Only the lines from the one containing "white car, shaped like this sample" through the end of the entries should be repeated, exactly as they appear, first and last included.

--- Data under study ---
....................
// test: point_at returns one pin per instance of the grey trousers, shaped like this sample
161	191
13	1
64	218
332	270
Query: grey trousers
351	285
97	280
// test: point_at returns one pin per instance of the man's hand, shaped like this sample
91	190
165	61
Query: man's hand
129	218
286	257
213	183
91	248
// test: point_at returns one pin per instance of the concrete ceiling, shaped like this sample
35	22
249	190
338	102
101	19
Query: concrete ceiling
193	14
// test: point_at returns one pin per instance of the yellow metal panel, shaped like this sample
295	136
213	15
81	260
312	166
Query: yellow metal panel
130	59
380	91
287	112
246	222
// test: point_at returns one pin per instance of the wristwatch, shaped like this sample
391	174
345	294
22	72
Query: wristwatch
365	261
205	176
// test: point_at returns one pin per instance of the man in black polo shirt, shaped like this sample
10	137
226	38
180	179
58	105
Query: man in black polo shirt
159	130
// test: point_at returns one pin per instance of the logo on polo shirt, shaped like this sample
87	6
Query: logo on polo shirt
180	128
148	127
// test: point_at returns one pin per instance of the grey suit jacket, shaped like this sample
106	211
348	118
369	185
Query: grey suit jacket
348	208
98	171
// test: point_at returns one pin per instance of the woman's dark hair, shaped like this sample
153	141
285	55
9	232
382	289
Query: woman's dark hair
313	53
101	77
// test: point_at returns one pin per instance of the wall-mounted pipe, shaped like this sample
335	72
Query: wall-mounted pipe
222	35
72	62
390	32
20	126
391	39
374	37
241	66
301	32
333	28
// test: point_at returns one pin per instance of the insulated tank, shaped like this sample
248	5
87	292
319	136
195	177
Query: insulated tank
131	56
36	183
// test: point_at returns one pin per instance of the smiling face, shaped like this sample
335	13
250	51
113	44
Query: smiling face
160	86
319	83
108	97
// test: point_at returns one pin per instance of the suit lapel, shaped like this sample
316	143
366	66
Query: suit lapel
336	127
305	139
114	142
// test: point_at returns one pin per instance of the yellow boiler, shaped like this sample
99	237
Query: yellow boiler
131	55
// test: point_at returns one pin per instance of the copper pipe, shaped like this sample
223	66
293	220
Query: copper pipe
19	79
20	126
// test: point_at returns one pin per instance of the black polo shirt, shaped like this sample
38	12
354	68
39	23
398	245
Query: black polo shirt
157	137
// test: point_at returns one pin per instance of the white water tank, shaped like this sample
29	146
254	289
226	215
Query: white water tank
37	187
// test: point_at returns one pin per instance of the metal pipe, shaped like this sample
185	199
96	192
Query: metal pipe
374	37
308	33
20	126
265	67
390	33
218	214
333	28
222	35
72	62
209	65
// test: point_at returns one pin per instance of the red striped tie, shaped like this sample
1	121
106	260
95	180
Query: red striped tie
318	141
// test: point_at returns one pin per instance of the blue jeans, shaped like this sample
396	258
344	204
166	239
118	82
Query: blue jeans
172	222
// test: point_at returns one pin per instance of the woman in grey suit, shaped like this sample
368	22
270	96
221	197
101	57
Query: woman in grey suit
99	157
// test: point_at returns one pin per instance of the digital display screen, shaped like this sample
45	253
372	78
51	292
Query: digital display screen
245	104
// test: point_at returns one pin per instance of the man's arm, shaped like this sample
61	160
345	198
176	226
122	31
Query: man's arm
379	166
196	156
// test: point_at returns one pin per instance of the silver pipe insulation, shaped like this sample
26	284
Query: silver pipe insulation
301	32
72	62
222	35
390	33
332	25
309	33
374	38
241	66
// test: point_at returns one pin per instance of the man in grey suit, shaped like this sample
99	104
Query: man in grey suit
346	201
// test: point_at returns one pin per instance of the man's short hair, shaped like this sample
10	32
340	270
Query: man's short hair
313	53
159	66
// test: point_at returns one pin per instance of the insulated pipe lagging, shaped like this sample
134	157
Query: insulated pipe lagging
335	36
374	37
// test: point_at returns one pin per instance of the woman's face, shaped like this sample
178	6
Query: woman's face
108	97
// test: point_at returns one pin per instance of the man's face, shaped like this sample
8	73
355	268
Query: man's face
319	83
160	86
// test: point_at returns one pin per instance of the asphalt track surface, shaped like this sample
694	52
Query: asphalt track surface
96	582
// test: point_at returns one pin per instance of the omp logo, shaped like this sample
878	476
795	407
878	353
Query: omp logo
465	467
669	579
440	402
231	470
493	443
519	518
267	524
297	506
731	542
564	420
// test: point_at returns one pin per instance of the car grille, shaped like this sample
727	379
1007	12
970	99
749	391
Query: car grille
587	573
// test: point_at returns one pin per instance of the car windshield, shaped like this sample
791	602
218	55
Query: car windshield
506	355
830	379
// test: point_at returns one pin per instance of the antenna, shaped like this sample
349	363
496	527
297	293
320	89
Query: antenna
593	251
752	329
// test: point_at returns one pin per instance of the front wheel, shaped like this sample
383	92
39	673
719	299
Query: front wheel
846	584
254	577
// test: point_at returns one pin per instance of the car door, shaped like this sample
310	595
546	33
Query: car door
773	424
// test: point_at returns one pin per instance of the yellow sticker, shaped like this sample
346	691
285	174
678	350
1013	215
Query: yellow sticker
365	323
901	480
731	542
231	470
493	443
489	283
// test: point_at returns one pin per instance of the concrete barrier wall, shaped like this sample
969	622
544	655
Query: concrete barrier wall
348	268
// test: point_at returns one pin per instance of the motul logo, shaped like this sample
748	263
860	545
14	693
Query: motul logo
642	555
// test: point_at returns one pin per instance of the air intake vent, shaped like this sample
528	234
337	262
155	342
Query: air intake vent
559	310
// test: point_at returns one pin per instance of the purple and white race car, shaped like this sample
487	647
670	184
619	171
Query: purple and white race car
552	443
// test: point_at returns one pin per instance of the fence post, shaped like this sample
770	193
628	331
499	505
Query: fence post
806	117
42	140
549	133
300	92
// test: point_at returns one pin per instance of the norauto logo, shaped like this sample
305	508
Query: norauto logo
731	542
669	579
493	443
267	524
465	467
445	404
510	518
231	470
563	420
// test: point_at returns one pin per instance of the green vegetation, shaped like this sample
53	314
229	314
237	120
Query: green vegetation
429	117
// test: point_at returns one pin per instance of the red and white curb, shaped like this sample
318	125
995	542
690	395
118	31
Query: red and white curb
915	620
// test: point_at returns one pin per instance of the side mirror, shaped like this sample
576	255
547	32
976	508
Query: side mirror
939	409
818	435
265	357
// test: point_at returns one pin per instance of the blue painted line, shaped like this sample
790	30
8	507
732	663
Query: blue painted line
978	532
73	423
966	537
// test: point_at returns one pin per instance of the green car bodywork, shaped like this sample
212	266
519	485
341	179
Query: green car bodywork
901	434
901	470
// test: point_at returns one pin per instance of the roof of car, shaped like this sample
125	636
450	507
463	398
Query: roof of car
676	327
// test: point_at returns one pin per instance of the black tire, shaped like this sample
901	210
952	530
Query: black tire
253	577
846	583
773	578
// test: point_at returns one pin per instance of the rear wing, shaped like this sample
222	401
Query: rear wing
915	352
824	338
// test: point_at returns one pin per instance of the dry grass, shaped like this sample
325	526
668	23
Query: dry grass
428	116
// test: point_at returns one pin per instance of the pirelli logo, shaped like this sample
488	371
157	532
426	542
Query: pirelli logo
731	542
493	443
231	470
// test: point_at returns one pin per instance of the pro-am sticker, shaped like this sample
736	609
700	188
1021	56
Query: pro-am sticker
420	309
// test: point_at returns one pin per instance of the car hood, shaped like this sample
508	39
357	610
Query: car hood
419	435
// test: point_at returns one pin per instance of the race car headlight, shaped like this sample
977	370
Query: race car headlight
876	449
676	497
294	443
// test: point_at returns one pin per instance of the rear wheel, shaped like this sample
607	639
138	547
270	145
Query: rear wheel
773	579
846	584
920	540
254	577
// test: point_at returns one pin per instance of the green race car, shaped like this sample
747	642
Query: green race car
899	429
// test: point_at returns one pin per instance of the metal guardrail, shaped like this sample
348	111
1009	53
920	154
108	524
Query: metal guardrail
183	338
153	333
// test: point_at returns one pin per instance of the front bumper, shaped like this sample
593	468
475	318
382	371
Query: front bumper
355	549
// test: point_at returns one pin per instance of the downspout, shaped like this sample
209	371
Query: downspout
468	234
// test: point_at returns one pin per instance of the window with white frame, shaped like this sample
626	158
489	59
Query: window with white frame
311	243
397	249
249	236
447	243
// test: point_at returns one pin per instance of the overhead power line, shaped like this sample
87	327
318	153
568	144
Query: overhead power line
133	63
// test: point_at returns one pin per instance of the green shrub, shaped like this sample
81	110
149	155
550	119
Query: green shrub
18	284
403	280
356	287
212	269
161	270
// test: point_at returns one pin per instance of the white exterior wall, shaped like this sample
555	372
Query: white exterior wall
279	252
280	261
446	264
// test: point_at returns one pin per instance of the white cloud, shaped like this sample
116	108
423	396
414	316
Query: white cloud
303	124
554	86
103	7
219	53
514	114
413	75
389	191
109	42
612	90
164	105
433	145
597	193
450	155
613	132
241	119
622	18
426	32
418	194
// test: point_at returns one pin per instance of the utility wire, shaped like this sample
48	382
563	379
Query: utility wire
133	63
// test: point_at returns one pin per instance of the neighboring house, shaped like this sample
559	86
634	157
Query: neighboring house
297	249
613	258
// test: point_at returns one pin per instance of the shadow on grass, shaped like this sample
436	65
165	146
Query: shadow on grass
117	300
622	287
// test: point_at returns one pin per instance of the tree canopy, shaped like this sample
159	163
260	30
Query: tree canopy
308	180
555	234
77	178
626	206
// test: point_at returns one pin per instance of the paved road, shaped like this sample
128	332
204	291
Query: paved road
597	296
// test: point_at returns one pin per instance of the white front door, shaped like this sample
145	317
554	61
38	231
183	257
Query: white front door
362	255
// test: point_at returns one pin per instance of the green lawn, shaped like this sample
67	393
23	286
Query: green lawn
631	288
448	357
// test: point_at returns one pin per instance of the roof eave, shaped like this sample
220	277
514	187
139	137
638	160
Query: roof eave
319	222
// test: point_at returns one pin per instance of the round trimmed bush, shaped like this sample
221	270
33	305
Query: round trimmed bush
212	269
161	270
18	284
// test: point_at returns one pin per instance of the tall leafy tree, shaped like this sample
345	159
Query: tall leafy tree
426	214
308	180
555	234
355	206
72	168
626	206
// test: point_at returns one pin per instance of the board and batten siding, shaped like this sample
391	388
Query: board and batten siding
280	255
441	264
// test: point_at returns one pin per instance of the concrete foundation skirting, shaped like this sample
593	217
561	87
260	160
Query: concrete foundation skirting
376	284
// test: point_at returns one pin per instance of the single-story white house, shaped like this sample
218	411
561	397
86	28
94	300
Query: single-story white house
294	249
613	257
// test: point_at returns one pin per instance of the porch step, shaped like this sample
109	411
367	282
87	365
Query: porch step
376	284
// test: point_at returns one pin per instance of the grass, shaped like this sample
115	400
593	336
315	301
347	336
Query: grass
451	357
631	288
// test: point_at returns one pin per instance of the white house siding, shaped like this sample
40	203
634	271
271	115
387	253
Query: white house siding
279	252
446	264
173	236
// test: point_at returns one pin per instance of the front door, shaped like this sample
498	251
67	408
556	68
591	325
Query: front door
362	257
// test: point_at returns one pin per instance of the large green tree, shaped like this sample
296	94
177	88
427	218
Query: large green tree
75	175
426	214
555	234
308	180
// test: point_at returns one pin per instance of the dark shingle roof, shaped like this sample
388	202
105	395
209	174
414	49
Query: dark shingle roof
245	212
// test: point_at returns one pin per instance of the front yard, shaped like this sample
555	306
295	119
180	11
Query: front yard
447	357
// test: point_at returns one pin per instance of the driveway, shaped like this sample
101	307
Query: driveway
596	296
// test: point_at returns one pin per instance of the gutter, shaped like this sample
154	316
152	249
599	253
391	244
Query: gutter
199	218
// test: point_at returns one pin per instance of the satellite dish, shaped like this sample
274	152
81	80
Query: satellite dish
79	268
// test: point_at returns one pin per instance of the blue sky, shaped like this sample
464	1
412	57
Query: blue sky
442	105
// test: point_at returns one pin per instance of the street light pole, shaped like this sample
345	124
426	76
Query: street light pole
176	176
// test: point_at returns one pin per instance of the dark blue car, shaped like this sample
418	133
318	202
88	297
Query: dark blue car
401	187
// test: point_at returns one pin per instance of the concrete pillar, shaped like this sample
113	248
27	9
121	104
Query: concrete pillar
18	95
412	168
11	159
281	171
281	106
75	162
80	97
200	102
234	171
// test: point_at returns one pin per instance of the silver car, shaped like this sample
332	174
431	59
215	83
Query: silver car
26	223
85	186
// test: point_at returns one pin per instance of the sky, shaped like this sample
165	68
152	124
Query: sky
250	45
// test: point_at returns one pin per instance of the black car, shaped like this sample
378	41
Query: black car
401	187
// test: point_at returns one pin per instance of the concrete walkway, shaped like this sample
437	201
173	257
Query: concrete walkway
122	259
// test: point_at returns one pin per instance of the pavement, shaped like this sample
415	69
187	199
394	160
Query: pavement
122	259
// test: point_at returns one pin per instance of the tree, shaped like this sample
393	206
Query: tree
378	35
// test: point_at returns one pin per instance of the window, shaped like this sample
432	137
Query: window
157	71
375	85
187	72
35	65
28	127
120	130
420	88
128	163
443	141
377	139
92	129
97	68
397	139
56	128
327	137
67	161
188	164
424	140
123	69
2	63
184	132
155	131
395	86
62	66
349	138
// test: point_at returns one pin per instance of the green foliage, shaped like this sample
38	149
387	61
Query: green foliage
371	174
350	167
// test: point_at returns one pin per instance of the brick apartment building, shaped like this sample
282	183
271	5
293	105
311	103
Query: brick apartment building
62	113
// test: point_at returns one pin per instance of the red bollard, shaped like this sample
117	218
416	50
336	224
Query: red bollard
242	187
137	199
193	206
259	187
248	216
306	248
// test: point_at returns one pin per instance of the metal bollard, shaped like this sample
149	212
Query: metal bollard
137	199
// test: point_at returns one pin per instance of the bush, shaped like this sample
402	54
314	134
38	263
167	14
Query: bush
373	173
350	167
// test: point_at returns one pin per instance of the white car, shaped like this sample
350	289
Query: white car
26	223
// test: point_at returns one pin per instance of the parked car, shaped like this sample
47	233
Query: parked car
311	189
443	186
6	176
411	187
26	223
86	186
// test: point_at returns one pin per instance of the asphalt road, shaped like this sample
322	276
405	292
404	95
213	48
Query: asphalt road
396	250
....................
--- Response for this exercise ---
// test: point_at returns one pin per instance of the white car, shaped like this sample
350	289
Query: white car
26	223
// test: point_at returns one pin per instance of the parked car, shaped like this sample
47	233
Query: parked car
311	189
443	186
6	176
411	187
26	223
86	186
// test: point_at returns one pin per instance of the asphalt road, shaped like this sample
322	276
405	292
404	95
213	48
Query: asphalt road
396	250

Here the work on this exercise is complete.